-- What you should do --
Copy out the entire court judgment below word for word, leaving every line and mark unchanged.

-- Given text --
= = = = = = =

Alex Yowasi v Republic [2020] KEHC 8254 (KLR) | Robbery With Violence | Esheria

Alex Yowasi v Republic [2020] KEHC 8254 (KLR)

Full Case Text

REPUBLIC OF KENYA

IN THE HIGH COURT OF KENYA

AT BUSIA

CRIMINAL APPEAL NO. 31 OF 2019

ALEX YOWASI.................................................................APPELLANT

VERSUS

REPUBLIC.....................................................................RESPONDENT

(From the original conviction and sentence in Criminal case No.1179 of 2018 of the

Chief Magistrate’s Court at Busia by Hon. P.Y. Kulecho–Senior Resident Magistrate)

JUDGMENT

1.  Alex Yowasi, the appellant herein, was convicted for the offence of robbery with violence contrary to section 295 as read with 296 (2) of the Penal Code.

2.   The particulars were that on the 26th July 2018 at Sofia area in Busia Township Location, within Busia County, jointly with others before court while armed with a metal a machete robbed Tobias Wafula Onjere of his motor cycle registration number KMEF 280G valued at Kshs. 100,000/= and at or immediately before or immediately after the time of such robbery used actual violence to the said Tobias Wafula Onjere.

3.  The appellant was convicted and was sentenced to hang as provided for under the law. He now appeals against both conviction and sentence.

4.  His  grounds of appeal can be summarized as follows:

a)  The learned trial magistrate erred in law and in fact by convicting him on fatally defective charge.

b)  The learned trial magistrate erred in law and in fact by ignoring that the alleged scene was outside Kenya.

c)  The learned trial magistrate erred in law and in fact by relying on insufficient evidence.

= = = = = = =

-- Data for review --
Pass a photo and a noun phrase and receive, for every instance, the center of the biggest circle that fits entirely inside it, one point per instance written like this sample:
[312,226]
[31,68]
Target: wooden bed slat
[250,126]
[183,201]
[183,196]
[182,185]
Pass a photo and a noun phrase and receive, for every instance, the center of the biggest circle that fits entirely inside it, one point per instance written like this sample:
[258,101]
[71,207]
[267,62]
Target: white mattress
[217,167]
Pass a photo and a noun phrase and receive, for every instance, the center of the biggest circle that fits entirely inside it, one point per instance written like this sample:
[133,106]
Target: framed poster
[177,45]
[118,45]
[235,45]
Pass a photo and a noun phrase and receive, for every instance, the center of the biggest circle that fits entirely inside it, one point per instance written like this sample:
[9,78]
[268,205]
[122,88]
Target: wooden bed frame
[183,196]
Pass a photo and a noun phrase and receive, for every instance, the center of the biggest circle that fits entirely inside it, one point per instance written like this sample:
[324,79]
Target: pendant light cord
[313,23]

= = = = = = =

-- Finished task --
Alex Yowasi v Republic [2020] KEHC 8254 (KLR) | Robbery With Violence | Esheria

Alex Yowasi v Republic [2020] KEHC 8254 (KLR)

Full Case Text

REPUBLIC OF KENYA

IN THE HIGH COURT OF KENYA

AT BUSIA

CRIMINAL APPEAL NO. 31 OF 2019

ALEX YOWASI.................................................................APPELLANT

VERSUS

REPUBLIC.....................................................................RESPONDENT

(From the original conviction and sentence in Criminal case No.1179 of 2018 of the

Chief Magistrate’s Court at Busia by Hon. P.Y. Kulecho–Senior Resident Magistrate)

JUDGMENT

1.  Alex Yowasi, the appellant herein, was convicted for the offence of robbery with violence contrary to section 295 as read with 296 (2) of the Penal Code.

2.   The particulars were that on the 26th July 2018 at Sofia area in Busia Township Location, within Busia County, jointly with others before court while armed with a metal a machete robbed Tobias Wafula Onjere of his motor cycle registration number KMEF 280G valued at Kshs. 100,000/= and at or immediately before or immediately after the time of such robbery used actual violence to the said Tobias Wafula Onjere.

3.  The appellant was convicted and was sentenced to hang as provided for under the law. He now appeals against both conviction and sentence.

4.  His  grounds of appeal can be summarized as follows:

a)  The learned trial magistrate erred in law and in fact by convicting him on fatally defective charge.

b)  The learned trial magistrate erred in law and in fact by ignoring that the alleged scene was outside Kenya.

c)  The learned trial magistrate erred in law and in fact by relying on insufficient evidence.